* start Records shown *

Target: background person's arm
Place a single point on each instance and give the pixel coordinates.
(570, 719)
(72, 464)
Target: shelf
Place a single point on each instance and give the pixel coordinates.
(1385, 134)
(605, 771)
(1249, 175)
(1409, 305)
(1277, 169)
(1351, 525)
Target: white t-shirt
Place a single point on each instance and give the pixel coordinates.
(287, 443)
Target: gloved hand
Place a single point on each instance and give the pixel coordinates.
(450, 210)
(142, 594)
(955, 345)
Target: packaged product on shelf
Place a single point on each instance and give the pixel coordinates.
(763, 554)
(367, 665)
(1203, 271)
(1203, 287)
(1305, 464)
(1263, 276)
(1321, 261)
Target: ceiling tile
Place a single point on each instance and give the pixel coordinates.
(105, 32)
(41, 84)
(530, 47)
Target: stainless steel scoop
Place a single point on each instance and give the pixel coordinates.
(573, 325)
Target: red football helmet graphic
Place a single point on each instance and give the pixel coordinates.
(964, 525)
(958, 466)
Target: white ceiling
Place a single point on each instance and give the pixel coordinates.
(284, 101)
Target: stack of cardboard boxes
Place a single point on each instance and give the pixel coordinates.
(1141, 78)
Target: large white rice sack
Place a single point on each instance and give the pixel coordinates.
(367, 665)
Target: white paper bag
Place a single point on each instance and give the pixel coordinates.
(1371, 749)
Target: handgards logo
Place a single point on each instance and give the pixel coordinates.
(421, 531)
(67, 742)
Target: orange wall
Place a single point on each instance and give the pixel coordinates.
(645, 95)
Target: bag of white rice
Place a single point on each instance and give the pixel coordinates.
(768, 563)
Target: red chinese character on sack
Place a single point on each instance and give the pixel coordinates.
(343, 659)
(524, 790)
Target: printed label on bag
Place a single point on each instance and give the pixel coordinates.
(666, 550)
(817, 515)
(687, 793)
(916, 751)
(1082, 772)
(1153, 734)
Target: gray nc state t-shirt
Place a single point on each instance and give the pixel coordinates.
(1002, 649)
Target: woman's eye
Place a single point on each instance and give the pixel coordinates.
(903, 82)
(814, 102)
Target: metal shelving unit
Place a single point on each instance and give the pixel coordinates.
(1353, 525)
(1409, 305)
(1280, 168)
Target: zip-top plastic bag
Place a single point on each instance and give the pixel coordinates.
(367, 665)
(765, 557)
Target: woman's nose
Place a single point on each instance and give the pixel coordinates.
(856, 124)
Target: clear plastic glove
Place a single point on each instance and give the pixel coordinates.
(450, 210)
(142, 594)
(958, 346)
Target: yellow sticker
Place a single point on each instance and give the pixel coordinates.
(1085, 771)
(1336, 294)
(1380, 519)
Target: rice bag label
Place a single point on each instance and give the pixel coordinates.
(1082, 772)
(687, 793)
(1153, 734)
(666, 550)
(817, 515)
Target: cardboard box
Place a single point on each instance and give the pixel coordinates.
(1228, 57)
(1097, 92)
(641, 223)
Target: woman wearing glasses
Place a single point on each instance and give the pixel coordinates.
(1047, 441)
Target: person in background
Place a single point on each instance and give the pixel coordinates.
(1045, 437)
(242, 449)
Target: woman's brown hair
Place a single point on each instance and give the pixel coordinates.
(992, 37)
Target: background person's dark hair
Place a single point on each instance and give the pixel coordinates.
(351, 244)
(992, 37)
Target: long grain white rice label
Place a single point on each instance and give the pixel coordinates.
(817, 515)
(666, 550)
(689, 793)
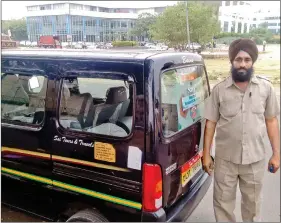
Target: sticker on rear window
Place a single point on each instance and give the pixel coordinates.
(104, 152)
(134, 158)
(171, 168)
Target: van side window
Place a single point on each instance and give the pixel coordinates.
(23, 98)
(97, 105)
(183, 92)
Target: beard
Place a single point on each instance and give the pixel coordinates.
(241, 75)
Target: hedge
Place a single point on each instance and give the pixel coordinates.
(123, 43)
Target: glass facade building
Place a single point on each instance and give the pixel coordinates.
(83, 22)
(81, 28)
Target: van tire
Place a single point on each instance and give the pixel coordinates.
(88, 215)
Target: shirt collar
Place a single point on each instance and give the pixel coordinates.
(230, 82)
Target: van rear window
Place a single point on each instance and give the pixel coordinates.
(23, 98)
(97, 105)
(183, 92)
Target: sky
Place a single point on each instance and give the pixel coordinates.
(17, 9)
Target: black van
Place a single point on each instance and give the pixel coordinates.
(103, 136)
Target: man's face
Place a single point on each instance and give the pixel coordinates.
(242, 67)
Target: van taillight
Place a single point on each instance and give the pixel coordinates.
(152, 187)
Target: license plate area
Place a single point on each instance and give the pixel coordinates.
(190, 168)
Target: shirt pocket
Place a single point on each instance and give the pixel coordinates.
(257, 105)
(230, 107)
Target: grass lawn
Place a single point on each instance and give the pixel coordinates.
(219, 68)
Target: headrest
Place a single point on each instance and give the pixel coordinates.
(116, 95)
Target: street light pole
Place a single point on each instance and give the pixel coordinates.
(187, 26)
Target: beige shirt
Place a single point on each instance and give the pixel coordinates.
(240, 117)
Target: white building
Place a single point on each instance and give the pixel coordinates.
(241, 16)
(89, 21)
(236, 16)
(269, 16)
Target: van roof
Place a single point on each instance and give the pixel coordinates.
(97, 54)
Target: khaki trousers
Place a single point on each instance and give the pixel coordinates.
(226, 177)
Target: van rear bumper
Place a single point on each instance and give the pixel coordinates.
(184, 207)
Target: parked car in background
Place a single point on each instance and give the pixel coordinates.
(194, 47)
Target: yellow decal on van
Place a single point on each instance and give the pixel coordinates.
(105, 152)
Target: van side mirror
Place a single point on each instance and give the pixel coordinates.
(33, 83)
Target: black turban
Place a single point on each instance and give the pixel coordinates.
(247, 45)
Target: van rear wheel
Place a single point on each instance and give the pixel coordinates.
(88, 215)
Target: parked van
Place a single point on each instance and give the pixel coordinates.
(103, 136)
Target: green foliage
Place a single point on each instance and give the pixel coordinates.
(17, 27)
(170, 27)
(123, 43)
(257, 34)
(143, 23)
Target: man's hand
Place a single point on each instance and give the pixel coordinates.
(208, 164)
(275, 162)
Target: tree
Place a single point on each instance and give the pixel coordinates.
(17, 27)
(170, 26)
(143, 23)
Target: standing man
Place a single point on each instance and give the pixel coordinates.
(264, 44)
(242, 109)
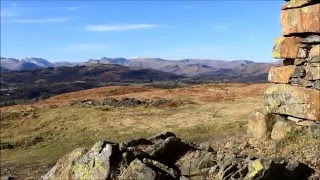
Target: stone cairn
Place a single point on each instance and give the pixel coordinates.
(295, 96)
(297, 90)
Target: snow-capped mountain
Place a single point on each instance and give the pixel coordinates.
(28, 63)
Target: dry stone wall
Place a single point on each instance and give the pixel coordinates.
(296, 93)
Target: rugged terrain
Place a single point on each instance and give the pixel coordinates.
(184, 67)
(42, 132)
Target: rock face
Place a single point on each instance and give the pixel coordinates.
(281, 74)
(286, 47)
(297, 92)
(300, 20)
(166, 156)
(297, 3)
(292, 100)
(260, 125)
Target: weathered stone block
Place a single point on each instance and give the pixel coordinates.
(312, 73)
(299, 61)
(315, 51)
(281, 74)
(260, 125)
(301, 20)
(292, 100)
(296, 3)
(299, 71)
(311, 39)
(286, 47)
(281, 130)
(287, 62)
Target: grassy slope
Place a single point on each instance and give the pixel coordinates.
(45, 133)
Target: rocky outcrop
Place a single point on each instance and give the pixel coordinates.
(291, 115)
(294, 101)
(166, 156)
(127, 102)
(297, 92)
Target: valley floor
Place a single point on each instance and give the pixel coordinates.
(44, 131)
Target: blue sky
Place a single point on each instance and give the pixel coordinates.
(77, 31)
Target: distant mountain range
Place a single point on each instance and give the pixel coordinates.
(184, 67)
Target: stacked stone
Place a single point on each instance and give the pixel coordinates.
(296, 93)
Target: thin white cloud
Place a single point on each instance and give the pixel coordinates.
(47, 20)
(127, 27)
(72, 8)
(220, 27)
(85, 47)
(10, 11)
(7, 13)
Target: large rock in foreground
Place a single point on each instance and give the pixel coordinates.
(286, 47)
(166, 156)
(281, 74)
(301, 20)
(292, 100)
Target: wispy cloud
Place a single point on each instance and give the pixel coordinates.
(73, 8)
(220, 27)
(85, 47)
(40, 21)
(126, 27)
(10, 11)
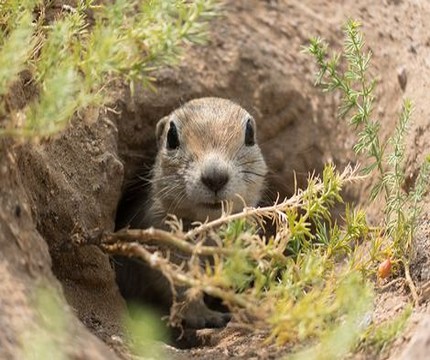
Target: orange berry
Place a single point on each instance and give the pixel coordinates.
(384, 269)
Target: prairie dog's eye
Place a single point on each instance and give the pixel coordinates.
(172, 137)
(249, 133)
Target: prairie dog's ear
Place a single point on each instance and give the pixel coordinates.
(159, 130)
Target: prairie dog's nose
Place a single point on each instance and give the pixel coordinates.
(215, 174)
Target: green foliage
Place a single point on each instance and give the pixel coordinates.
(142, 329)
(48, 336)
(388, 158)
(75, 57)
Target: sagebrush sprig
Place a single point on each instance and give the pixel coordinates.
(388, 158)
(73, 58)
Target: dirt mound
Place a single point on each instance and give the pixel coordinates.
(73, 182)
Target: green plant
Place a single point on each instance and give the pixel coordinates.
(73, 58)
(311, 282)
(402, 209)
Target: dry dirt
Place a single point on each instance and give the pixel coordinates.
(73, 182)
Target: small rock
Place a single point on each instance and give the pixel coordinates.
(402, 78)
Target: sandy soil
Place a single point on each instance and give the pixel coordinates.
(73, 182)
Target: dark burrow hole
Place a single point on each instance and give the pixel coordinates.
(138, 153)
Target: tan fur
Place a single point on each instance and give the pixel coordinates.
(210, 130)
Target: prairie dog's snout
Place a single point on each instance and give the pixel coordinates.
(215, 173)
(207, 154)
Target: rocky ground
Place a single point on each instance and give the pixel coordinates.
(73, 182)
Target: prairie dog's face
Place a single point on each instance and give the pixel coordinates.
(207, 154)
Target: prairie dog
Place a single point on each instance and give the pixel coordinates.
(207, 154)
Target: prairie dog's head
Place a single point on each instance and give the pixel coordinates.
(207, 153)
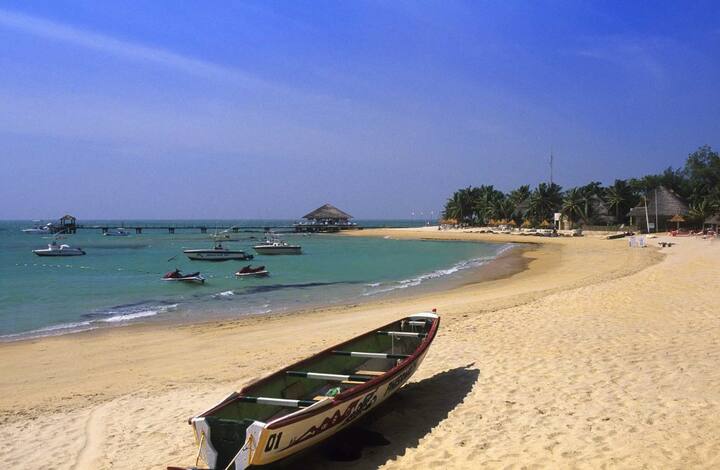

* end Records shown *

Exercise aim: Reproduce, without any change, the lines of the listing above from the one containing "Target: printed label on bag" through the one containing "(1002, 649)", both included.

Response below:
Target: printed label on bag
Place a single point on each instance and give the pixel coordinates.
(666, 550)
(817, 515)
(687, 793)
(916, 751)
(1082, 772)
(1153, 734)
Target: gray nc state t-shirt
Place a single point on each instance and give the pixel coordinates.
(1002, 649)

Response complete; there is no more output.